● **作業内容**:
[1] 衝動と帆船の文章にある「今日では一般に航海術は発達している。」を英語に訳してください。
[2] 衝動と帆船の文章の続きを、最後の文の後から書くこと。

● **与えられた文章**:
• • • • •

海、広いなーオイ!

丁寧に読んでくださっているかたならわかるかと思うが、私はあまり……衝動というものに重きをおいていない。それは私たちをつき動かすものではあるが、信頼すべきものではないと考えている。

それはときおり、突風のように吹きつけて私をある方向へ強く押し流そうとする。あるいは静かに吹き続け、低温やけどのようにいつのまにか知らない(そして全く望まない)ところまで私を運んでいる。

私は帆船だ。風がなければ動けない。そんなときはじっと停泊しているか、きつくても必要ならオールで漕ぐ。
風があれば、帆をうまく操って動ける。それが向かい風でも、斜めに吹きつける風でも、私の望む方向へ帆船は快走する、その時々に応じた適切な航海術があれば。今日では一般に航海術は発達している。先人たちの悪戦苦闘のおかげだ。誰でも学ぼうと思えば学べる。

そんな高度な技術を使わなくても、帆を忙しく操らなくても、行き先はただ風にまかせればよいという考えの人もいる。

• • • • •

● **提供データ**:
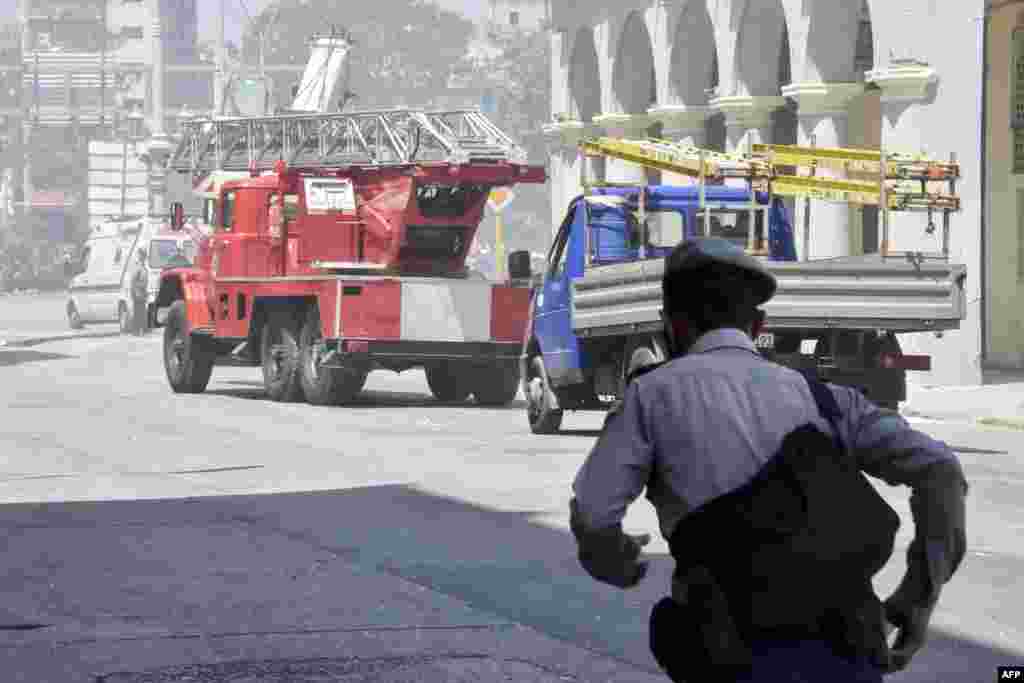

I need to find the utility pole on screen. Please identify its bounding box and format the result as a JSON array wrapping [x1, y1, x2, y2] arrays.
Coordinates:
[[213, 0, 227, 117], [145, 0, 171, 216]]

• • • • •

● **以下が回答**:
[1] Today, the art of navigation is generally well developed.

[2]
しかし、海を漂っていればよいわけではない。港で食料を調達する必要がある。食料が片寄っていれば壊血病になる。調達する食料の選び方も含め、航海の仕方を知らなければ、私たちはいとも簡単に、死ぬ。


私はときどき遭難中の船とも出合う。そんなときのために救援物資は多めに積むようにした。しかし幽霊船は助けることができない、下手するとこちらも幽霊船となる。海流・気流の関係で難破船・幽霊船が集まっているところもある。寂しくはないだろうが、もはや沈むのを待つばかりの船たちだ。
座礁の危険をおかしながら近づいたとしても、一定のところで見切りをつけざるを得ない。溜め息をついて気を取り直し、自分の目的地へ急ぐ。新たな帆と操る基本、助けの求め方は残したつもりだ。あとは自分でやるしかない。航海は孤独なものだ。だからこそ助けは貴重なのだが。私も何度か助けられた。


そんなに大変なら海に出なければよかった、という人は、つまり生まれなければよかったというようなものだ。船酔いにもいずれ慣れる。
おだやかな日に光を浴びて、すべるように進む船の甲板に立つ心地よさ。たとえ、天気に恵まれたそんな日ばかりではないとしても。


航海術を、あるいは目的地を決めそこに向かう意志を愛と呼んでもいいし、むしろ愛でなければならないと思う。たとえば恋とは吹きつける風の一種にすぎず、しかも時としてひどい向かい風であったり暴風雨だったりする。


皆さんの旅の幸運を祈ります。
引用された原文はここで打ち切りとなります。